*EXERCISE DIRECTIONS:* Copy every line of the material below word for word.
[RECORDS TO USE start]
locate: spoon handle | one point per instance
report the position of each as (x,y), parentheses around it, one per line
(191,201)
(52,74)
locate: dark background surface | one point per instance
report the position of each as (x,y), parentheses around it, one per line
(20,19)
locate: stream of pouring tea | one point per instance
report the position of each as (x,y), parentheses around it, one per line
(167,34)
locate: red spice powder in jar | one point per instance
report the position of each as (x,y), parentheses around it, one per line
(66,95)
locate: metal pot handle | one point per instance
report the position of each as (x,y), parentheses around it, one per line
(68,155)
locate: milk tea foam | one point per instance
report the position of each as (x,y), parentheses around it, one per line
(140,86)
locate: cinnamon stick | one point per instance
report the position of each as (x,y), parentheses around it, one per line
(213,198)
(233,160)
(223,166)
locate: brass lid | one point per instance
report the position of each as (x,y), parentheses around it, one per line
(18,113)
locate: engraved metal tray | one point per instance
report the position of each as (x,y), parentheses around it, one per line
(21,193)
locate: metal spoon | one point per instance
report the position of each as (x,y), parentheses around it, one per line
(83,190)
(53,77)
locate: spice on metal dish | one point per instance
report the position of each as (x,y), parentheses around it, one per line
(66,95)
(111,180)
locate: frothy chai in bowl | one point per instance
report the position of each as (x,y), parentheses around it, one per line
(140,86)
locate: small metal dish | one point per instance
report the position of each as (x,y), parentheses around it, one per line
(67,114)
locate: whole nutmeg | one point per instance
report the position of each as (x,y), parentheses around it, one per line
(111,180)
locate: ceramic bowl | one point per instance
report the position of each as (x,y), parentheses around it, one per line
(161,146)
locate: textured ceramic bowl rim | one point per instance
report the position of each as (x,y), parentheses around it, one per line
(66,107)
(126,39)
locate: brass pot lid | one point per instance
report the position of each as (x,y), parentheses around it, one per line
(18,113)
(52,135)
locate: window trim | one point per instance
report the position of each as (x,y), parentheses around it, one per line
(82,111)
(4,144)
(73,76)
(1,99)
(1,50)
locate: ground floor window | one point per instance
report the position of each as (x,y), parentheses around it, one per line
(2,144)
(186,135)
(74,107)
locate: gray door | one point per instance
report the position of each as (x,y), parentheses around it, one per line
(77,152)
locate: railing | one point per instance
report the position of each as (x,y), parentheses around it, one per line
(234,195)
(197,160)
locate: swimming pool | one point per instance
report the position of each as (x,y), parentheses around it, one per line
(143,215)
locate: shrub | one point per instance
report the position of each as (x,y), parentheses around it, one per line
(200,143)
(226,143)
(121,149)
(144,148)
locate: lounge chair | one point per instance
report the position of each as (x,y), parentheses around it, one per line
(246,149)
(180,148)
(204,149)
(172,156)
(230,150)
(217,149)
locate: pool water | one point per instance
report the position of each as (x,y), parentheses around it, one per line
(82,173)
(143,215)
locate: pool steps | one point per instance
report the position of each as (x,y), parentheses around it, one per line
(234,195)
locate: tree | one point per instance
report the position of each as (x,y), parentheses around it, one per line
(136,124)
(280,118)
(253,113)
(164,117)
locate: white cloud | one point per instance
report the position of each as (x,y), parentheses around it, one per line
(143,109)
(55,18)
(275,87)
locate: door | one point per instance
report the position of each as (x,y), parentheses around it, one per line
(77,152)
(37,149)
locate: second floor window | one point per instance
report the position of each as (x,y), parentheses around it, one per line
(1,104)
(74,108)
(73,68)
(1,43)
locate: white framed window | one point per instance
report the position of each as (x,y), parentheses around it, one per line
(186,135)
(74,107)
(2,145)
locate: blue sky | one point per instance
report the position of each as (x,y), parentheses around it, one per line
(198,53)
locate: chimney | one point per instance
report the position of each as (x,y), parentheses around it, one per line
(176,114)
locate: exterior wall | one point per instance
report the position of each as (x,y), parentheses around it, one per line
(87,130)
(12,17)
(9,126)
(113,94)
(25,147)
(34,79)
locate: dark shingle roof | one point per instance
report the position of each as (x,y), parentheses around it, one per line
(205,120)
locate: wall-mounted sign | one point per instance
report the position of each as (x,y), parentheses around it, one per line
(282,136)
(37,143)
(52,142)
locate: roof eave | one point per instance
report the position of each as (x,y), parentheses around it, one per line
[RECORDS TO USE end]
*RESPONSE TO THIS TASK:*
locate: spoon handle | one point per instance
report the position of each as (x,y), parentheses around it, one per line
(191,201)
(52,74)
locate: dark background surface | one point per instance
report the position of each as (x,y), parentheses around it, one per line
(20,19)
locate: stream of pouring tea | one point per instance
report the position of each as (x,y), parentheses around it, one per line
(167,34)
locate: red spice powder in jar | one point per instance
report the position of each as (x,y), parentheses around it, one per line
(66,95)
locate: metal pot handle | one point per instance
report the position of each as (x,y), parentheses around it, one per line
(68,155)
locate: milk tea foam | one point per instance
report the position of each as (x,y), parentheses around it, one per line
(140,86)
locate: cinnamon stick | one point per instance
report the position of each as (x,y), parentheses around it, one per line
(213,198)
(233,160)
(223,166)
locate: brass lid | one point per instance
report the position of each as (x,y), parentheses around it, one per line
(18,113)
locate: engraved metal tray | one point per instance
report the position of each as (x,y), parentheses around it, one per line
(21,193)
locate: metal spoon | one point per instance
report the position of each as (x,y), parentheses around it, one per line
(83,190)
(53,77)
locate: spice on metal dish | one point per instance
report the position of each as (x,y), parentheses around it, one per line
(66,95)
(111,180)
locate: frothy chai in bowl | one point per instance
report the position of each as (x,y), parentheses around it, one per line
(140,86)
locate: small metal dish | one point per instance
report the position of each as (x,y), parentheses around it, one per line
(67,114)
locate: whole nutmeg | one point per instance
report the position of each as (x,y), parentheses around it, one per line
(111,180)
locate: ceramic bowl | one point per instance
report the position of each as (x,y), parentheses around it, one per line
(161,146)
locate: textured ceramic bowl rim | one point per instance
report the position of each as (x,y), parentheses around it, one per line
(66,107)
(126,39)
locate: brass pot lid | one point per instance
report the position of each as (x,y), parentheses around it, one per line
(18,113)
(52,135)
locate: window trim | one point per instance
report the position of each as (x,y), parentheses around it, one per line
(82,111)
(4,144)
(73,76)
(1,99)
(1,50)
locate: ground floor window | one point per instance
report the position of each as (x,y), parentheses around it, one per line
(2,144)
(186,135)
(74,107)
locate: gray door | one point per instance
report the position of each as (x,y), parentheses around it, one per line
(77,152)
locate: railing | one point per instance
report the position of each as (x,y), parentheses around it, one per line
(234,195)
(197,160)
locate: swimming pool | one point per instance
report the position of each as (x,y), parentheses around it, one per line
(143,215)
locate: shrub | one point per instance
report the position of each as (x,y), parentheses around it, one per line
(200,143)
(226,143)
(121,149)
(144,148)
locate: lounge chair | one point per instance
report the position of each as (x,y), parentheses around it, one per line
(246,149)
(180,148)
(204,149)
(172,156)
(230,150)
(217,149)
locate: pool water | one point per instance
report the position of each as (x,y), parentheses around it, one per line
(82,173)
(143,215)
locate: pool steps | one point per instance
report the position of each as (x,y), parentheses around it, one per line
(234,195)
locate: tree | one point per instance
report the position of each as (x,y), parentheses around it, one per line
(136,124)
(280,118)
(253,113)
(164,117)
locate: white cloud | one point per instance
report the position of each as (x,y), parentheses around it, one per line
(143,109)
(55,18)
(275,87)
locate: door | one point per instance
report the position of each as (x,y), parentheses around it, one per line
(77,152)
(37,149)
locate: second floor window | one point per instance
report the position of each as (x,y), parentheses around it, one per line
(1,104)
(74,108)
(73,68)
(1,43)
locate: white framed window | one point per instance
report the position of each as (x,y), parentheses around it, one per line
(186,135)
(74,107)
(2,145)
locate: blue sky | one point per instance
report the position of each as (x,y), parentheses around it, one per line
(198,53)
locate: chimney | one point per instance
report the position of each as (x,y), parentheses around it, one per line
(176,114)
locate: exterior wall | one point per instance
report the position of each as (x,y), parentheses around it, one per line
(87,130)
(12,17)
(9,126)
(113,94)
(25,147)
(34,79)
locate: dark shingle roof | one point per instance
report the position of each as (x,y), parentheses around it, one per line
(205,120)
locate: wall-mounted sign | one point per instance
report the position of each as (x,y), parentheses around it, one per line
(282,136)
(37,143)
(52,142)
locate: roof eave | one point per instance
report the position of each as (x,y), parentheses around it, one per line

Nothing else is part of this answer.